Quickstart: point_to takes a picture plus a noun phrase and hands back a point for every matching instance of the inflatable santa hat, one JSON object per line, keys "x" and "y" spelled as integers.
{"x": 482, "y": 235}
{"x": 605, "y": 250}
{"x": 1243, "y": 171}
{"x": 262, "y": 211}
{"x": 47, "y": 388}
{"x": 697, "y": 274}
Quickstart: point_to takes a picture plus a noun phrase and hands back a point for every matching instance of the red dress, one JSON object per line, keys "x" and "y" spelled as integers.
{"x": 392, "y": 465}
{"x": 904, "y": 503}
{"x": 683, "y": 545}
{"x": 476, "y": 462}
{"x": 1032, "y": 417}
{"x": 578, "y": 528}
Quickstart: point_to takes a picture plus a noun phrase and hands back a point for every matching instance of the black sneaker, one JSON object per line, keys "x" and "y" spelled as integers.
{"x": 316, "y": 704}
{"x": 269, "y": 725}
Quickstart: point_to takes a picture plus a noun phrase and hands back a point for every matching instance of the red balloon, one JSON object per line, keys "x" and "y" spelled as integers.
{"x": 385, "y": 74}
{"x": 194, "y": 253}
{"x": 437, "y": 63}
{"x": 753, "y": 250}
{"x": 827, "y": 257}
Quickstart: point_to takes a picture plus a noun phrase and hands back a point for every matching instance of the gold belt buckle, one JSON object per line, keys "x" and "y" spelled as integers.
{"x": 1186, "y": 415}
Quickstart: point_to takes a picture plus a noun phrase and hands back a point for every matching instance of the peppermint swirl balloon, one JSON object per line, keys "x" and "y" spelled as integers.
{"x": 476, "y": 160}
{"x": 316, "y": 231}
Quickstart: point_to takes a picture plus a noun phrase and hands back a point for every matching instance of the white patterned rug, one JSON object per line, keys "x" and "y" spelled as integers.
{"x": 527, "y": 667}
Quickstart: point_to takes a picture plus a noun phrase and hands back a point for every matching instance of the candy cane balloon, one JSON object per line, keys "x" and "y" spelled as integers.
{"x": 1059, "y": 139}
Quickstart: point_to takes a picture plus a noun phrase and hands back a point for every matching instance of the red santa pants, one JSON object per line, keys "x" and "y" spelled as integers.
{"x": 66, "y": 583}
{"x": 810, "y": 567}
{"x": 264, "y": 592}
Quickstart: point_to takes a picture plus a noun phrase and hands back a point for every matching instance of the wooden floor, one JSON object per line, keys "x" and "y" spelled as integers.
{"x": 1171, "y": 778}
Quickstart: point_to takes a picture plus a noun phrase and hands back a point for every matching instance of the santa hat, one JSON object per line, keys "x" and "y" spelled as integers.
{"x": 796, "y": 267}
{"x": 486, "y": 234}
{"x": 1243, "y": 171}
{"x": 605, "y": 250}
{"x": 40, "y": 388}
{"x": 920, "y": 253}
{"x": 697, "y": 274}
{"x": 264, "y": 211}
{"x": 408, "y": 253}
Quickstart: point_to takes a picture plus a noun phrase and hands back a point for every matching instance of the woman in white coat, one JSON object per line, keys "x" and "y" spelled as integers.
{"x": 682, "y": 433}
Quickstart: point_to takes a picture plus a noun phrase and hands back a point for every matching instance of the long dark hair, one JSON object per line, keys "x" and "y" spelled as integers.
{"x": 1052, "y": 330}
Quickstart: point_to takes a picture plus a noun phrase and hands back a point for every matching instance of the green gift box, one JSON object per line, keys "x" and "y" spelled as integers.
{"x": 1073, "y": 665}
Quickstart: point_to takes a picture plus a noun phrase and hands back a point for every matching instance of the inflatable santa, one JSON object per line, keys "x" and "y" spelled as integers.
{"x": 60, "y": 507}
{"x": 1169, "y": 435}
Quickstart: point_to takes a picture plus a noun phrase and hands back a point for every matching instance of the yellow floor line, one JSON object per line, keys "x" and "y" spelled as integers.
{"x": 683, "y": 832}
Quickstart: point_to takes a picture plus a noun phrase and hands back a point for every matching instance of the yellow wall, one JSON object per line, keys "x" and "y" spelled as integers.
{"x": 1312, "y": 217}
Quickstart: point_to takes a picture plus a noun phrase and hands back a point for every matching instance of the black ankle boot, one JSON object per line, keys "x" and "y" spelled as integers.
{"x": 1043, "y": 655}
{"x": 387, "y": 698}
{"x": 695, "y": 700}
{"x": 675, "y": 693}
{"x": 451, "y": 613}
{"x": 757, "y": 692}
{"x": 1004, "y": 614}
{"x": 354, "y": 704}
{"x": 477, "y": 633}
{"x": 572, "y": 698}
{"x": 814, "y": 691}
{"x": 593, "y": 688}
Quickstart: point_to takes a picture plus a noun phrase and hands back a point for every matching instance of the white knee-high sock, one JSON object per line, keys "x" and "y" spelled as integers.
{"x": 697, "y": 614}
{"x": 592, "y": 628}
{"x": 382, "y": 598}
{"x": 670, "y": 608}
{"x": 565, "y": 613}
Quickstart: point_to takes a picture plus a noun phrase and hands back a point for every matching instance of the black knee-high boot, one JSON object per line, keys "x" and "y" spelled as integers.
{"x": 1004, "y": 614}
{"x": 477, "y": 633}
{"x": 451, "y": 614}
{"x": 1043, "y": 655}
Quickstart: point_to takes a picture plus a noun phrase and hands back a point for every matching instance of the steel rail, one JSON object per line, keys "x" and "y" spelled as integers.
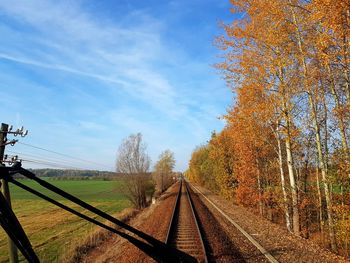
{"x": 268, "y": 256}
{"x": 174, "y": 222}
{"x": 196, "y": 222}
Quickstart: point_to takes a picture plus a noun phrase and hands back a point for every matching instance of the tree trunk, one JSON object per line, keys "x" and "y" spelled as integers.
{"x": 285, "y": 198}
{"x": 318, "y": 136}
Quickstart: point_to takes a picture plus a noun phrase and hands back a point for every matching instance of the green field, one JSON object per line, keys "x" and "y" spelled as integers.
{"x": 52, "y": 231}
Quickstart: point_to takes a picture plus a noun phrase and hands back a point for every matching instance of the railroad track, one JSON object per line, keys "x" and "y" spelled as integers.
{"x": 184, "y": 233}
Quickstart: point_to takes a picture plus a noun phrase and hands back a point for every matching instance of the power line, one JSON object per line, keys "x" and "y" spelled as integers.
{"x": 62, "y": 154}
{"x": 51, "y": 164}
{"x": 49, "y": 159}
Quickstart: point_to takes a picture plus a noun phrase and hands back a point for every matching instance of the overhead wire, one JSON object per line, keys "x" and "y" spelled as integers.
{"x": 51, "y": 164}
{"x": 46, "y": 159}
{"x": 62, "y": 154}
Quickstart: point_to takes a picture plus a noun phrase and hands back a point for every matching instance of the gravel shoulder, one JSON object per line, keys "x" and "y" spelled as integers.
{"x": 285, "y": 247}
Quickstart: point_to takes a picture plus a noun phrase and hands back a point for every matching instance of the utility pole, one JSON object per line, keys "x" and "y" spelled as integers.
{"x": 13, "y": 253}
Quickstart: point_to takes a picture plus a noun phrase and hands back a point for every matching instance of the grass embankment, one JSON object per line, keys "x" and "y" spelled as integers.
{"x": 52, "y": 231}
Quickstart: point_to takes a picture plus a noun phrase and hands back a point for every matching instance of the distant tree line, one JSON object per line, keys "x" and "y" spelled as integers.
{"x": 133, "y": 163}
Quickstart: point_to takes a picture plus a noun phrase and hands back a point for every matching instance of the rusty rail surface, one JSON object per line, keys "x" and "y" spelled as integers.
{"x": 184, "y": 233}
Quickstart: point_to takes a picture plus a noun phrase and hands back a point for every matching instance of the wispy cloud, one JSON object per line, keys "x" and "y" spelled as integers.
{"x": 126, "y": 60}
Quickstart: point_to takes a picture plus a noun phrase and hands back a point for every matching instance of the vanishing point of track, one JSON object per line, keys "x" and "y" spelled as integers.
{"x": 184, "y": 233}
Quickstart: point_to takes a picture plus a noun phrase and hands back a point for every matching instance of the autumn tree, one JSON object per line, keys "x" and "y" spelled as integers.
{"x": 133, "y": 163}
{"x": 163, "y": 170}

________________________________________

__Problem requirements__:
The expected answer is a word-for-word copy of every line from the one that contains "of the distant" through the final line of the material.

__Exercise answer__:
Quickstart: point_to takes a picture plus a noun phrase and hands back a point for every matching instance of the distant tree line, one JSON object per line, keys "x" and "y" spelled as integers.
{"x": 133, "y": 163}
Quickstart: point_to takes a picture plus a noun phrase and hands back a point for every matching instance of the rusty rail surface, one JSON object per line, keys "x" and "y" spelled as integers.
{"x": 184, "y": 233}
Quickstart: point_to takes a picture plus a noun phrase and hands back a point for every matching instance of the wispy cloud, one JSON object per line, keys "x" and "y" spelled as integers.
{"x": 126, "y": 60}
Quickstart: point_to takes a picture plus a noun phrase and hands back a point for every matching instance of the vanishing point of track, one JSON object per line, keys "x" and "y" spelled as integers.
{"x": 184, "y": 233}
Quickstart: point_to takes a picture plus a noun phrase and hands back a point for every matching instance of the autumn tree, one JSON object per line, keys "x" and "y" spelled as integers.
{"x": 133, "y": 163}
{"x": 163, "y": 170}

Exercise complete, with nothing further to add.